◆ DATA SUPPLIED ◆
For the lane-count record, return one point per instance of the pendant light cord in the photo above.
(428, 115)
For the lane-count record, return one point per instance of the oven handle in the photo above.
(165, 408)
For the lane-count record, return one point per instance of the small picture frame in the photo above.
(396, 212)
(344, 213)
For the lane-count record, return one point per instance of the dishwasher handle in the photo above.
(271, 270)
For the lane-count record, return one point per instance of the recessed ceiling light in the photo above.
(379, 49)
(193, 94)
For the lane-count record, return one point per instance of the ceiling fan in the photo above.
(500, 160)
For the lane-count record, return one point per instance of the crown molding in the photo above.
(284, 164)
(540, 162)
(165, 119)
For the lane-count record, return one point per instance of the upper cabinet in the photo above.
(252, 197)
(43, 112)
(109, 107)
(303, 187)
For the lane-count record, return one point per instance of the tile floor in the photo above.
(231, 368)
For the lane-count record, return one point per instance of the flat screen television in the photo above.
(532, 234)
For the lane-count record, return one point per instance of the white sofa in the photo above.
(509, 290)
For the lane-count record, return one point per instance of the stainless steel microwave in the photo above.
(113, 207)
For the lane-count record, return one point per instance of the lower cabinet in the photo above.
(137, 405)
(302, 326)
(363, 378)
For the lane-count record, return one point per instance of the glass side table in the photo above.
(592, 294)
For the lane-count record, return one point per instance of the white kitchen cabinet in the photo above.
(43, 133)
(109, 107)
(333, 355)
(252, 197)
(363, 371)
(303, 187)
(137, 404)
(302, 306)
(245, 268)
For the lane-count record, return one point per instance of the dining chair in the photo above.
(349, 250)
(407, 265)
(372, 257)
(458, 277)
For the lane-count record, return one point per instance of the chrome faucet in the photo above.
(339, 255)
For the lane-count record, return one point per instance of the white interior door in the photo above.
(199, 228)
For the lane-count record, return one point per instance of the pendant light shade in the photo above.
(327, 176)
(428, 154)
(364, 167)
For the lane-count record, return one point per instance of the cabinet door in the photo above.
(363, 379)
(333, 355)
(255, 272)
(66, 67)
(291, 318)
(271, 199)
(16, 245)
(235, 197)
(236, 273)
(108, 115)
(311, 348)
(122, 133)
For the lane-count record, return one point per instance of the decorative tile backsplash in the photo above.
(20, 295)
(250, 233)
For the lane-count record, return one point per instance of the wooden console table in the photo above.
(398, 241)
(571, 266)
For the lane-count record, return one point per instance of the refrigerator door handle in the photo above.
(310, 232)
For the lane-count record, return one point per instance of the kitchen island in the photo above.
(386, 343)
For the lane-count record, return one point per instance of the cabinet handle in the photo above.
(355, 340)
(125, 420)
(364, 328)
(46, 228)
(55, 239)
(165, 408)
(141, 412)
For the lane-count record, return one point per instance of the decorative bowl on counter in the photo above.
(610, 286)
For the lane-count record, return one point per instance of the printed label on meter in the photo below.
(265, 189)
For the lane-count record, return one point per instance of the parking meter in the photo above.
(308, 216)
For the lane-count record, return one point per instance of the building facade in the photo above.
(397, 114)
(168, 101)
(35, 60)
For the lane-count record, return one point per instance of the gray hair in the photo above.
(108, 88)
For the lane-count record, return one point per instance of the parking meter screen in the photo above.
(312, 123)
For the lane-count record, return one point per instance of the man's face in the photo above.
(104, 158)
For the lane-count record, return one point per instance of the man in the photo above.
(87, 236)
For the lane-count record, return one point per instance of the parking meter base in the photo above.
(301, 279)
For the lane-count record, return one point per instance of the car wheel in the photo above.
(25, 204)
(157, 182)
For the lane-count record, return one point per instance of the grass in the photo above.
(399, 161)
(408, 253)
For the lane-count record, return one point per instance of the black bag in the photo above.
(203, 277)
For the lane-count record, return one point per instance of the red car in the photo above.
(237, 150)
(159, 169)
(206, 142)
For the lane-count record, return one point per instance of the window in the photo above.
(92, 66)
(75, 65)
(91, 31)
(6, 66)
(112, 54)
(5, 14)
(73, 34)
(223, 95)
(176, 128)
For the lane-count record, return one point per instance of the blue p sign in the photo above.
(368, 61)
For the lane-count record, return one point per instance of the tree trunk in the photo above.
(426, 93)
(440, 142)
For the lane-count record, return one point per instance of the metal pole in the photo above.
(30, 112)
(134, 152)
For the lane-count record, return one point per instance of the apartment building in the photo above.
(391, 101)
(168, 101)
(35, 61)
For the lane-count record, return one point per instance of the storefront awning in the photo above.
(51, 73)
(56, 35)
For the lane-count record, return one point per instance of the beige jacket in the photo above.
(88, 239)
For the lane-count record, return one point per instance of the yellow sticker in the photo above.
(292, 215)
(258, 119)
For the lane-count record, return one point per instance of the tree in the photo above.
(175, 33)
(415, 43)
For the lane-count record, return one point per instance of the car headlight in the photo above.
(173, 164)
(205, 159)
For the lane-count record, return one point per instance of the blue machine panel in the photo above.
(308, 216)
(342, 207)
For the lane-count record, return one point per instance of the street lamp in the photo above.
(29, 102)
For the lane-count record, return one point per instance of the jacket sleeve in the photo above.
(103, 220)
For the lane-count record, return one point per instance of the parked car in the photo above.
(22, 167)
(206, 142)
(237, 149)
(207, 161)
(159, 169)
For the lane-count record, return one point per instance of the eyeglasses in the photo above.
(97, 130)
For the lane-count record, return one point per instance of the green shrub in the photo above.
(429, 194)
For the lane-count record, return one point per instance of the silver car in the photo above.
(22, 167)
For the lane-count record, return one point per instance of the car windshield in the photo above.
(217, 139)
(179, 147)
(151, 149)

◆ WHAT NEEDS TO BE DONE ◆
Transcribe exactly, and only, the lines that extend from the one containing "trunk in the photo above." to the end of the records above, inclusive of both.

◆ TASK RESULT ◆
For the lane-count record, return one point per instance of the tree trunk in the photo above.
(426, 93)
(440, 142)
For the lane-count record, return one point per instance of the metal pole in the photo above.
(30, 112)
(134, 152)
For the lane-count record, return one point per instance of the apartment building in the photo above.
(391, 101)
(168, 101)
(35, 61)
For the lane-count record, return one point per instance of the storefront awning in the photo above.
(51, 73)
(56, 35)
For the lane-count record, return one point per instance of the beige jacket in the photo above.
(88, 239)
For the lane-count record, return one point per instance of the yellow sticker in the photo above.
(292, 215)
(258, 119)
For the lane-count record, return one point per instance of the tree in the photo above.
(175, 33)
(415, 43)
For the lane-count record, return one point per instance of the car headlight in the photo above.
(173, 164)
(205, 159)
For the lane-count record, return one point per instance of the blue machine panel in the photo above.
(308, 216)
(342, 207)
For the lane-count record, return one point per instance of the street lamp in the photo above.
(29, 102)
For the lane-count record, return one point per instance of the jacket sleeve in the photo above.
(103, 220)
For the lane-count record, return one point per instance of the parked car in the photo above.
(22, 167)
(206, 142)
(237, 149)
(207, 161)
(159, 169)
For the lane-count record, return one point per instance of the eyeglasses in the photo above.
(97, 130)
For the lane-count record, return one point per instance of the green shrub in the photo above.
(429, 194)
For the lane-count record, return one point per instance of the silver car in the photo above.
(22, 167)
For the lane-count record, return one point per instance of the car windshield in the photo above.
(217, 139)
(179, 147)
(151, 149)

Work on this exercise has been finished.